AS VEGAS — Strange memories of too many nights in Sin City. Is it five days later? Six? Seems like a lifetime ago, the kind of stiff, perfect peak of a whipped cream experience that never comes again.


But here I am, freshly emerged from the belly of the 46th Pillsbury Bake-Off whale, trying to recall what actually happened, sifting the surreal from proven fact.


Forty years ago, gonzo journalist Hunter S. Thompson swan-dived into all that Las Vegas could offer. He left in a blur of hallucinations, car wrecks and hotel rooms with bills for the damage numbering in the thousands.


I went to Vegas earlier this month at the invitation of Pillsbury to help decide which home cook had made the most creative and delicious use of their extensive line of grocery products. I left in a blur of a giant walking boy made of dough, a rental car collision agreement that inexplicably remained intact and a hotel room that seemingly plotted against me.


As Hunter said, you buy the ticket, you take the ride.


***


To understand the American icon that is the Pillsbury Bake-Off, you need to understand what it isn’t. Specifically, this isn’t a quaint scratch cooking contest for fluffy grandmas in gingham aprons.


The #PBO, as the tweeters call it, is a marketing behemoth of epic size and dimension. For one glorious day, the Minneapolis-based company flies 100 home cooks (97 women and three men this year) and their family members to a single location, assembles 100 makeshift kitchens and countertops side by side in a ballroom, and lets the contestants create their best dessert, breakfast, appetizer or dinner using Pillsbury products.


Grand prize: $1 million.


This month’s bake-off was the 46th time Pillsbury has assembled such a spectacle. In recent years, it has been held every two years, alternating between giant hotels in Dallas and Orlando.


But this is the era of Instagram and Snapchat and selfies. Two years is an eternity. And unlike 1949, when the bake-off started at the prim and prestigious Waldorf Astoria, two years between million-dollar winners is two years too long. This is a country that Wikipedias the latest results of “Chopped” and “Hell’s Kitchen” with lightning speed. Food contests are everywhere now, nibbling at Pillsbury’s heels, so the company plans to hold the bake-off every year and take it on the road to more places. In 2014, the circus will move to Nashville.

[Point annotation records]
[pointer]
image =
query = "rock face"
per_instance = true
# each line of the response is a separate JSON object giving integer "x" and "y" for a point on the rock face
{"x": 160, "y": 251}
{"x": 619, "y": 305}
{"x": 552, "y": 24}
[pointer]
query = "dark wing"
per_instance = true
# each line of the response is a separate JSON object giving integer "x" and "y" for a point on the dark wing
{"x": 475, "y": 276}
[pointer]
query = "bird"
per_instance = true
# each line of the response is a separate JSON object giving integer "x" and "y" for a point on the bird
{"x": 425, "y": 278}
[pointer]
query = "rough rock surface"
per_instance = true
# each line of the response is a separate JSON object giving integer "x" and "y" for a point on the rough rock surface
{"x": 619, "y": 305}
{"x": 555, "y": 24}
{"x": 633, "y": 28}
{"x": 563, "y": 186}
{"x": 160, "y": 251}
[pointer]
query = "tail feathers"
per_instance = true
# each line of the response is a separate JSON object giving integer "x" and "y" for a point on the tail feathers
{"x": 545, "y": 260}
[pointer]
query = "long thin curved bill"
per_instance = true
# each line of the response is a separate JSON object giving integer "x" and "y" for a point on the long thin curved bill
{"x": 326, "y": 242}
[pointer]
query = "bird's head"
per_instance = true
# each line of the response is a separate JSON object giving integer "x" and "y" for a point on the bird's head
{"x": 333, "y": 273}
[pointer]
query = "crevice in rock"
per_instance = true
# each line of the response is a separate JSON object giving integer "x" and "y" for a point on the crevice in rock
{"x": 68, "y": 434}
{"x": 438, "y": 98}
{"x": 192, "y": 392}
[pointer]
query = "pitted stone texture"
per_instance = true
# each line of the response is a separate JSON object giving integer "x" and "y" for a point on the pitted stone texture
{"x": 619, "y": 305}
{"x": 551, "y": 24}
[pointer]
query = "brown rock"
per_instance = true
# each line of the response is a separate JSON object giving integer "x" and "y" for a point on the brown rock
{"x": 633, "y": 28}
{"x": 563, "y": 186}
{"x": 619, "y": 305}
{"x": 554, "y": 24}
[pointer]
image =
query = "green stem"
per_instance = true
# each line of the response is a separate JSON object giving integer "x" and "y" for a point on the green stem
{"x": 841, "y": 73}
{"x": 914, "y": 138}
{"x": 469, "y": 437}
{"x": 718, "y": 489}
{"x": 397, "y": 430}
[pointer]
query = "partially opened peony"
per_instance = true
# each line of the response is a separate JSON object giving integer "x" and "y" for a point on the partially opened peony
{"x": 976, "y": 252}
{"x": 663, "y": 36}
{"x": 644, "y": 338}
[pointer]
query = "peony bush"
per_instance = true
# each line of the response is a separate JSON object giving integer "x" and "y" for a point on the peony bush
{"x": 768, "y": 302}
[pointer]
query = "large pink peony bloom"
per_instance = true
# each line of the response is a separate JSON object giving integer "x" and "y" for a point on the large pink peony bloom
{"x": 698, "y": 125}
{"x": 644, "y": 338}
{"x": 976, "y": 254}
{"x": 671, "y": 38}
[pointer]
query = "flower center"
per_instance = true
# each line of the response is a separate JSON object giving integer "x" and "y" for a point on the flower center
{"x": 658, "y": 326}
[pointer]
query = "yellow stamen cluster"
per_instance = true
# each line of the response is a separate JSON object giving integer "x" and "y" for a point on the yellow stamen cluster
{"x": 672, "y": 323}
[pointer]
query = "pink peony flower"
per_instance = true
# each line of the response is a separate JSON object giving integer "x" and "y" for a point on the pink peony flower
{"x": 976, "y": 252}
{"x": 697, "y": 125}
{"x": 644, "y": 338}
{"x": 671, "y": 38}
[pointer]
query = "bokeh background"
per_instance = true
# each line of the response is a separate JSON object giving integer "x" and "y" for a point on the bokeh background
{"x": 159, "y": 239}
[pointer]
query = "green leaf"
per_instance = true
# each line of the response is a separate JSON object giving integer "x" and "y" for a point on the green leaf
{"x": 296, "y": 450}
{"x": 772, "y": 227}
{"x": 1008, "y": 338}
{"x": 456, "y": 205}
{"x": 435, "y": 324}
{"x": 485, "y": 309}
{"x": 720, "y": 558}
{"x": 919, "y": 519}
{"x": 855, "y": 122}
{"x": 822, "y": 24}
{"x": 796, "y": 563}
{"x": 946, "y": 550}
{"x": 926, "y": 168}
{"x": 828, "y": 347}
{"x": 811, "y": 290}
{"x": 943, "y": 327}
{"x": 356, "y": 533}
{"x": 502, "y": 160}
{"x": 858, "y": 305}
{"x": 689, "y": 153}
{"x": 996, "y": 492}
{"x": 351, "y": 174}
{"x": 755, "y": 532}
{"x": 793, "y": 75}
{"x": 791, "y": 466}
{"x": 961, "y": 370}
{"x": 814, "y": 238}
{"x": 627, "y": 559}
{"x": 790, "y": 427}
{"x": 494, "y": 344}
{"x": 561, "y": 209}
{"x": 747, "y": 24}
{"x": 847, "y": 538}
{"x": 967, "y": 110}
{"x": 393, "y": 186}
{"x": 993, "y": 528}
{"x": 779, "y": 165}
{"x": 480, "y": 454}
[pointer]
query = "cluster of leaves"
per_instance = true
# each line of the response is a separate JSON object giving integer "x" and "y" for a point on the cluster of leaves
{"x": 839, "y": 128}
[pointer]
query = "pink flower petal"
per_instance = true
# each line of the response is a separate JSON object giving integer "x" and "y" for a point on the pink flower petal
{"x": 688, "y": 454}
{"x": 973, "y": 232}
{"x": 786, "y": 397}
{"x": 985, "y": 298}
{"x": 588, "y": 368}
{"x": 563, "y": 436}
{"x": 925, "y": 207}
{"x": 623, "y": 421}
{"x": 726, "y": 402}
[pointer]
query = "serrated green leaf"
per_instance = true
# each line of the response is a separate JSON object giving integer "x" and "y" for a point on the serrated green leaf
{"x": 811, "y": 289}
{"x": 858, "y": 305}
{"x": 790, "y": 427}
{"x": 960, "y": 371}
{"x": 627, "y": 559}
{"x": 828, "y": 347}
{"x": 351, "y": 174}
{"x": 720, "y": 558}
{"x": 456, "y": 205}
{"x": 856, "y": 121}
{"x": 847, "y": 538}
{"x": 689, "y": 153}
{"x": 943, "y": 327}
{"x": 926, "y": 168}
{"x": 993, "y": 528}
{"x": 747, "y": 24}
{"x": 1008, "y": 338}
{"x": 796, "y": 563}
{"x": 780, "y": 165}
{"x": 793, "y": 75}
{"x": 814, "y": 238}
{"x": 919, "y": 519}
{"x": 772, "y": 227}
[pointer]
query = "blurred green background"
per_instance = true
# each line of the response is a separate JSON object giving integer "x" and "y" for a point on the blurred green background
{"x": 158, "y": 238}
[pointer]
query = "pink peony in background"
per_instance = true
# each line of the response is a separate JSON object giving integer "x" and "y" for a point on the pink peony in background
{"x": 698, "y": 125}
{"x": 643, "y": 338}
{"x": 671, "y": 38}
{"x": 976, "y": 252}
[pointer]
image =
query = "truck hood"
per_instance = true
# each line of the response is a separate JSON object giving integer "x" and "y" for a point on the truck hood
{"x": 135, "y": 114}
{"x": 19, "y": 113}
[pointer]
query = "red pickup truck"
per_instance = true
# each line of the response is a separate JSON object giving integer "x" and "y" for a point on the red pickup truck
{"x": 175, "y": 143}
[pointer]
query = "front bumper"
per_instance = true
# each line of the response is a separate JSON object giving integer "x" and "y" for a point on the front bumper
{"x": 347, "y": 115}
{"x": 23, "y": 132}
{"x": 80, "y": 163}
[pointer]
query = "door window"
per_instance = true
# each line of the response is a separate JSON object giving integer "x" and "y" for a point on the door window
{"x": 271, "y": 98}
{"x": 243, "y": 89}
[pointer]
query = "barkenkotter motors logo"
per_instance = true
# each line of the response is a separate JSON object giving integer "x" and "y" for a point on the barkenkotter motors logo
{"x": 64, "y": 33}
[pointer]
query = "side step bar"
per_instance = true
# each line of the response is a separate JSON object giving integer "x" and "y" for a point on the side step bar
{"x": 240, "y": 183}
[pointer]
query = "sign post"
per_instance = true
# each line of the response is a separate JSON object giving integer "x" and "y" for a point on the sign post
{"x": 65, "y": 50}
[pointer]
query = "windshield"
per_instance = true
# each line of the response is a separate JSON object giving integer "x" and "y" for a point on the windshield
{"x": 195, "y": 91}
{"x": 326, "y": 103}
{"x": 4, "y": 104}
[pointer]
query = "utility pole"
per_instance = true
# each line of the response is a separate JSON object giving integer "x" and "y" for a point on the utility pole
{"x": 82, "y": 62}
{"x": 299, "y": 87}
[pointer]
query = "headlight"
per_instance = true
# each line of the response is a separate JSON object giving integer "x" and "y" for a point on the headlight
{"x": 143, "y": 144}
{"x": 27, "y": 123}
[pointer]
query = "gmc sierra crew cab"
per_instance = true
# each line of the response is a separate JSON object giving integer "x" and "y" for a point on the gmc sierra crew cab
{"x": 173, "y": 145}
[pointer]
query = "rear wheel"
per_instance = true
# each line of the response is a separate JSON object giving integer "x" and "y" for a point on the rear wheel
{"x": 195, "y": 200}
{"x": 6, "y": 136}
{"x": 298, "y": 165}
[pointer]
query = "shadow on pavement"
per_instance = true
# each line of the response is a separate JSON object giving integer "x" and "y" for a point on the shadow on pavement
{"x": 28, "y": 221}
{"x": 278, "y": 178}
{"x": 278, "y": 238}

- **LIST OF TASKS**
• 1. Gather every line of the listing that contains the string "bokeh".
• 2. Go on with the Pillsbury Bake-Off article, starting after its final sentence.
The Pillsbury Bake-Off article and the listing come from separate sources.

- **ANSWERS PER TASK**
• 1.
query = "bokeh background"
# each line of the response is a separate JSON object giving integer "x" and "y" for a point on the bokeh background

• 2.
This year, Pillsbury dipped a toe into Las Vegas, pushing all of its corporate chips to the center of the table at the Aria hotel. It was a gamble of sorts, mashing up the clean image of home baking with the hyperplastic prism of the flamingo in the desert.


The doughboy. At a casino. Without irony.


Gonzo.


This I had to see.


***


Judging the Pillsbury Bake-Off means signing myriad forms that declare you will, in essence, keep your big yap shut.


This is a contest, after all. One with a great deal of money at stake. The criteria for judging, the format by which 100 dishes are judged, even the very look of the room on judging day are considered trade secrets by Pillsbury, its parent company General Mills and its Ohio-based affiliate, the J.M. Smucker Co.


What I can tell you is this: The judges take on the task with great seriousness.


Joining me this year were Lynn Blanchard, test kitchen director for Better Homes & Gardens; Alice Currah, cookbook author and blogger at Savory Sweet Life; food writer and cookbook author David Joachim; Lori Lange, cookbook author and blogger at Recipe Girl; Charlyne Mattox, food editor at Real Simple magazine; and John Szymanski, corporate chef for Kroger groceries.


My category assignment this year was “Simple Sweets & Starters” — desserts and appetizers. Thank goodness I had the steady hand of food marketing expert and journalist Phil Lempert and food writer and blogger Nicole Weston to guide me.


Our category had 34 finalists.


Think about that for a moment.


Even if you take only one bite of each recipe, it still requires a judge to take THIRTY-FOUR BITES OF FOOD NEVER INTENDED TO BE SIMULTANEOUSLY IN THE SAME BELLY.


I’m sorry, but I think that’s an amazing achievement.


Imagine the best meal you’ve ever had. The finest vittles. Cooked by the most accomplished chef on Earth. An absolute dream buffet of flavors. Ask yourself this: Would you eat 34 bites of it? Would you want that many? How would your soul respond? More importantly, how would your innards?


Now imagine if that meal was prepared by 34 nervous home cooks using brand new equipment under the most intense spotlight possible for the highest stakes for which they’ll ever compete.


In that context, 34 bites takes on new meaning


For the better part of three hours, Nicole, Phil and I pushed our way through tarts, cookies, cakes, pizzas, tacos and so many things I cannot begin to remember. Then we sat for another four hours, whittling our way to a final champion, as well as winners in ancillary categories.


We did this in a windowless brown paper bag of a conference room with cathedral ceilings, a leather pit group and fake lighted trees on the walls. Every trip to the bathroom, which according to my OCD was 212 steps away in a back channel of the Aria, required an escort to ensure that no contact was made between any judges and contestants. During one trip back to the room, I hummed the theme to “Lawrence of Arabia.”


None of the entries comes into the judging room with anything more than a number and a description. So extreme is the demand that judge and cooks never come in contact that Pillsbury emailed each of us to stipulate that we avoid reading anything about the contest or about anyone in our area who qualified for the trip to Vegas.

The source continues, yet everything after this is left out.